Request: Return all of the lines below exactly as they are.

Dataset records:
* * *

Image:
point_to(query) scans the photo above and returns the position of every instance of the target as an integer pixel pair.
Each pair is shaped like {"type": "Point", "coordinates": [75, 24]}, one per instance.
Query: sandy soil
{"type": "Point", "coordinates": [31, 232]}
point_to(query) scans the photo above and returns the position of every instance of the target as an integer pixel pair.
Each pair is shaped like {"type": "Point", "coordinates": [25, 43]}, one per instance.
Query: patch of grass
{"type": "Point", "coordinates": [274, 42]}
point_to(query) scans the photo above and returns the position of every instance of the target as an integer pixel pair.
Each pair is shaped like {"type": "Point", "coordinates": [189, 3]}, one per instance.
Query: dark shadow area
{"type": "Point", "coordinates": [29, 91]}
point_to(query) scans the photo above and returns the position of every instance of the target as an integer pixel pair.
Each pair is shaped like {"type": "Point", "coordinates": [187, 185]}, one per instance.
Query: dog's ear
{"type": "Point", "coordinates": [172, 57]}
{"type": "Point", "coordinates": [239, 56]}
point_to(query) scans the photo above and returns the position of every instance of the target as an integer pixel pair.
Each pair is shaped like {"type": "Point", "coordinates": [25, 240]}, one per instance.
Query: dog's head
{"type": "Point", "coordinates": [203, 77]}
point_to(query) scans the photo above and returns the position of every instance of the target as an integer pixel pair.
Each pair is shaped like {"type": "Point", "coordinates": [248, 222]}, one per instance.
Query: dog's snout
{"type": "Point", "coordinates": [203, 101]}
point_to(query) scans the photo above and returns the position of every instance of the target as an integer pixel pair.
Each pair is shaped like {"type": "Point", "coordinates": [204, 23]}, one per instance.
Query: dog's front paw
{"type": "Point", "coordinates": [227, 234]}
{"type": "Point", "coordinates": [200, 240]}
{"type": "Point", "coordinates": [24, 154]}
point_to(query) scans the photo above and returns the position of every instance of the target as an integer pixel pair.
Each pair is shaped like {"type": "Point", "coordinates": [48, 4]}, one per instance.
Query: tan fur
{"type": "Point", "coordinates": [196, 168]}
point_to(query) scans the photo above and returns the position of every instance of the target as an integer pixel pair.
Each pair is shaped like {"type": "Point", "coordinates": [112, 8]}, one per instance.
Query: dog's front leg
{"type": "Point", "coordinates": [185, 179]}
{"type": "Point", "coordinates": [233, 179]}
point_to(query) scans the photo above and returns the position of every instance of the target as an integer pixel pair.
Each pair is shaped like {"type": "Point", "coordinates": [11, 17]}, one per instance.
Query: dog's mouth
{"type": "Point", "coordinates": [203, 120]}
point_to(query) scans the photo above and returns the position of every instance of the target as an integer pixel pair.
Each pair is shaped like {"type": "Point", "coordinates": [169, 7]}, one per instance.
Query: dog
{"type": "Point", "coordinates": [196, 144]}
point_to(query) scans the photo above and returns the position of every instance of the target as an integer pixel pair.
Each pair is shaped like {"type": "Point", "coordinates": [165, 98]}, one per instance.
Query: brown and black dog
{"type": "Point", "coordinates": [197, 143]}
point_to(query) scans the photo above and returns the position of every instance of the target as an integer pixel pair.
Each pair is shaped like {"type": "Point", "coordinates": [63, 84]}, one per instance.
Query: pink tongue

* * *

Response to this exercise:
Image:
point_to(query) scans the photo above and returns the position of every instance of the target as an integer pixel pair.
Each pair is shaped like {"type": "Point", "coordinates": [75, 24]}, one per instance.
Query: sandy soil
{"type": "Point", "coordinates": [31, 232]}
point_to(query) scans the photo above and returns the position of every instance of the target as an integer pixel pair.
Each pair is shaped like {"type": "Point", "coordinates": [25, 43]}, one per instance.
Query: patch of grass
{"type": "Point", "coordinates": [274, 42]}
point_to(query) scans the photo above and returns the position of every instance of the target as an integer pixel pair.
Each pair is shaped like {"type": "Point", "coordinates": [189, 3]}, one per instance.
Query: dark shadow area
{"type": "Point", "coordinates": [29, 91]}
point_to(query) scans the photo above and returns the position of every instance of the target as an integer pixel pair.
Each pair is shaped like {"type": "Point", "coordinates": [187, 185]}, one per instance.
Query: dog's ear
{"type": "Point", "coordinates": [172, 57]}
{"type": "Point", "coordinates": [239, 56]}
point_to(query) scans the photo above and returns the position of every instance of the target as an integer pixel pair.
Each pair is shaped like {"type": "Point", "coordinates": [25, 240]}, one per instance.
Query: dog's head
{"type": "Point", "coordinates": [203, 77]}
point_to(query) scans the photo above and returns the position of every instance of the target as an integer pixel pair.
Each pair is shaped like {"type": "Point", "coordinates": [248, 222]}, one per instance.
Query: dog's snout
{"type": "Point", "coordinates": [203, 101]}
point_to(query) scans the photo above and returns the position of every instance of the target as an integer pixel pair.
Each pair is shaped like {"type": "Point", "coordinates": [204, 23]}, one per instance.
Query: dog's front paw
{"type": "Point", "coordinates": [227, 234]}
{"type": "Point", "coordinates": [200, 240]}
{"type": "Point", "coordinates": [24, 154]}
point_to(query) scans the photo above and returns the position of every instance of the target as an integer pixel pair.
Each pair is shaped like {"type": "Point", "coordinates": [48, 4]}, one per instance.
Query: tan fur
{"type": "Point", "coordinates": [196, 168]}
point_to(query) scans the photo above and returns the position of every instance of the target as an integer pixel pair.
Each pair is shaped like {"type": "Point", "coordinates": [112, 8]}, one per instance.
Query: dog's front leg
{"type": "Point", "coordinates": [185, 179]}
{"type": "Point", "coordinates": [233, 179]}
point_to(query) scans the photo above and returns the position of every instance of the target as an integer pixel pair.
Each pair is shaped like {"type": "Point", "coordinates": [11, 17]}, one per instance.
Query: dog's mouth
{"type": "Point", "coordinates": [203, 120]}
point_to(query) scans the photo above and returns the position of every instance of the target as an integer pixel pair.
Each pair is shaped like {"type": "Point", "coordinates": [169, 7]}, one per instance.
Query: dog
{"type": "Point", "coordinates": [196, 144]}
point_to(query) scans the photo above and returns the position of every instance of the target as an integer pixel pair.
Each pair is shaped like {"type": "Point", "coordinates": [165, 98]}, one per instance.
Query: brown and black dog
{"type": "Point", "coordinates": [197, 143]}
point_to(query) scans the photo above and returns the position of every instance of the target as an integer pixel pair.
Each pair is shaped like {"type": "Point", "coordinates": [63, 84]}, one per instance.
Query: pink tongue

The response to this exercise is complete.